-- start --
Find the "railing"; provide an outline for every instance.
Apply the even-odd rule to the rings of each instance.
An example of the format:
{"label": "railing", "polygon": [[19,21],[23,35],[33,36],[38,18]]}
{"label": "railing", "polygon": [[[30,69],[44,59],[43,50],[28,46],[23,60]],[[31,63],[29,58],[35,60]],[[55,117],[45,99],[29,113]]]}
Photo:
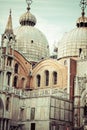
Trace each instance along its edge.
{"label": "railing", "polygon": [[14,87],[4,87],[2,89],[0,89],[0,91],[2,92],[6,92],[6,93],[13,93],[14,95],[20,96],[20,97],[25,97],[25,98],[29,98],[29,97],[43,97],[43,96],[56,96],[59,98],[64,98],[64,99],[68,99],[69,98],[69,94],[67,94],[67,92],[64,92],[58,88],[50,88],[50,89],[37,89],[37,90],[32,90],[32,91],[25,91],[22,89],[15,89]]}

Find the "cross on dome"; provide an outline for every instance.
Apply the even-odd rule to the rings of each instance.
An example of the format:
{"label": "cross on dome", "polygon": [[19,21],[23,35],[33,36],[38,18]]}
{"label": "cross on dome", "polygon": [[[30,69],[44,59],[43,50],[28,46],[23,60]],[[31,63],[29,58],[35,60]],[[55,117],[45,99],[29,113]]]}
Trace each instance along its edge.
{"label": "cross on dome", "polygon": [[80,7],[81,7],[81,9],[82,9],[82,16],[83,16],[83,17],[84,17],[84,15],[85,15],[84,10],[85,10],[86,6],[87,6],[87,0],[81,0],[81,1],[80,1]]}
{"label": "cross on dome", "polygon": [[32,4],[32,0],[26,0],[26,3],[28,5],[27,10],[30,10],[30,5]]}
-- end --
**Given exercise**. Reproduce all of the rows above word for word, leaving out the pictures.

**Task result**.
Find the "railing"; provide an outline for every instance.
Apply the even-odd rule to the rings of each instance.
An example of the format:
{"label": "railing", "polygon": [[19,21],[23,35],[33,36],[38,18]]}
{"label": "railing", "polygon": [[[30,69],[44,59],[43,50],[28,46],[23,60]],[[31,63],[29,58],[35,60]],[[55,117],[45,99],[29,113]]]}
Photo:
Trace each instance along its edge.
{"label": "railing", "polygon": [[14,87],[4,87],[2,89],[0,89],[0,91],[2,92],[6,92],[6,93],[13,93],[14,95],[20,96],[20,97],[25,97],[25,98],[29,98],[29,97],[43,97],[43,96],[56,96],[59,98],[64,98],[64,99],[68,99],[69,98],[69,94],[67,94],[67,92],[64,92],[58,88],[50,88],[50,89],[37,89],[37,90],[32,90],[32,91],[25,91],[22,89],[15,89]]}

Find the "cross on dome"; provide an outline for every instance.
Apply the even-odd rule to the rings of each instance.
An example of the format:
{"label": "cross on dome", "polygon": [[19,21],[23,35],[33,36],[38,18]]}
{"label": "cross on dome", "polygon": [[[30,69],[44,59],[43,50],[28,46],[23,60]],[[31,63],[29,58],[35,60]],[[55,117],[45,99],[29,113]]]}
Trace each instance along its edge.
{"label": "cross on dome", "polygon": [[80,7],[81,7],[81,9],[82,9],[82,16],[83,16],[83,17],[84,17],[84,15],[85,15],[84,10],[85,10],[86,6],[87,6],[87,0],[81,0],[81,1],[80,1]]}
{"label": "cross on dome", "polygon": [[32,4],[32,0],[26,0],[26,3],[28,5],[27,10],[30,10],[30,5]]}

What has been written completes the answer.